* **PROBLEM TO WORK ON**
Reproduce the passage about the company's stock offering word for word, in full.
# Start of PASSAGE PROVIDED
The Offering was consummated on February 7, 2023 (the “Closing Date”). The Company received gross proceeds of approximately $225 million on the Closing Date and may receive up to an additional approximately $800 million of gross proceeds in subsequent closings over up to ten months, subject to certain conditions to the receipt of the proceeds by the Company at each applicable closing, including that the Company’s common stock shall remain listed on a national securities exchange, that the Company has sufficient authorized common stock to issue the shares subject to such closing, that the Company has not filed for bankruptcy protection and that, to the extent the Company is in default under its material indebtedness, the Company has a valid and enforceable forbearance agreement. As such the Company cannot give any assurance that it will receive all of the proceeds of the Offering.

The Company intends to use the net proceeds from the initial closing of the Offering, along with $100 million to be drawn under its amended and upsized FILO Facility, to repay outstanding revolving loans under its ABL Facility in accordance with the terms of the Amendment. Under the Amendment, the Company will be required to use availability under its credit facilities to make the missed interest payment on its senior notes by March 3, 2023. Outstanding revolving loans repaid using net proceeds of the Offering may be reborrowed, subject to availability under the ABL Facility, and the Company expects to use those borrowings for general corporate purposes, including, but not limited to, rebalancing the Company’s assortment and building back the Company’s inventory. In addition, proceeds from the conversion of warrants to purchase shares of Series A Convertible Preferred Stock will be used to further repay outstanding amounts under the ABL Facility with 50% of such conversion amounts being applied against the borrowing base of the ABL Facility. Such repaid amounts may be reborrowed subject to availability under the ABL Facility.

The Underwriting Agreement contains customary representations, warranties and agreements by the Company, conditions to closing, termination provisions and indemnification obligations, including for liabilities under the Securities Act of 1933, as amended.

The Offering was made pursuant to the automatic shelf registration statement on Form S-3 (File No. 333-267173), initially filed on August 31, 2022, and related prospectus supplement that was filed by the Company with the Securities and Exchange Commission (“SEC”) on February 6, 2023.
# End of PASSAGE PROVIDED
# Start of STORED ROWS
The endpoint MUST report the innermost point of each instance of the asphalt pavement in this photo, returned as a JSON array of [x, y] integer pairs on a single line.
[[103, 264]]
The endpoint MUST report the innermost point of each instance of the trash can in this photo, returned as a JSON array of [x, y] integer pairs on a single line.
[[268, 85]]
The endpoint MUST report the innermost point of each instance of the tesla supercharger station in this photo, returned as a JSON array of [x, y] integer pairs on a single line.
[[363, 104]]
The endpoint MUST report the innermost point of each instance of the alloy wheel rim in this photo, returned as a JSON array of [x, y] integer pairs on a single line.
# End of STORED ROWS
# Start of STORED ROWS
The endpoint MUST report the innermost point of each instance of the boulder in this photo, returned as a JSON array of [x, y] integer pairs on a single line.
# End of STORED ROWS
* **EXPECTED ANSWER**
The Offering was consummated on February 7, 2023 (the “Closing Date”). The Company received gross proceeds of approximately $225 million on the Closing Date and may receive up to an additional approximately $800 million of gross proceeds in subsequent closings over up to ten months, subject to certain conditions to the receipt of the proceeds by the Company at each applicable closing, including that the Company’s common stock shall remain listed on a national securities exchange, that the Company has sufficient authorized common stock to issue the shares subject to such closing, that the Company has not filed for bankruptcy protection and that, to the extent the Company is in default under its material indebtedness, the Company has a valid and enforceable forbearance agreement. As such the Company cannot give any assurance that it will receive all of the proceeds of the Offering.

The Company intends to use the net proceeds from the initial closing of the Offering, along with $100 million to be drawn under its amended and upsized FILO Facility, to repay outstanding revolving loans under its ABL Facility in accordance with the terms of the Amendment. Under the Amendment, the Company will be required to use availability under its credit facilities to make the missed interest payment on its senior notes by March 3, 2023. Outstanding revolving loans repaid using net proceeds of the Offering may be reborrowed, subject to availability under the ABL Facility, and the Company expects to use those borrowings for general corporate purposes, including, but not limited to, rebalancing the Company’s assortment and building back the Company’s inventory. In addition, proceeds from the conversion of warrants to purchase shares of Series A Convertible Preferred Stock will be used to further repay outstanding amounts under the ABL Facility with 50% of such conversion amounts being applied against the borrowing base of the ABL Facility. Such repaid amounts may be reborrowed subject to availability under the ABL Facility.

The Underwriting Agreement contains customary representations, warranties and agreements by the Company, conditions to closing, termination provisions and indemnification obligations, including for liabilities under the Securities Act of 1933, as amended.

The Offering was made pursuant to the automatic shelf registration statement on Form S-3 (File No. 333-267173), initially filed on August 31, 2022, and related prospectus supplement that was filed by the Company with the Securities and Exchange Commission (“SEC”) on February 6, 2023.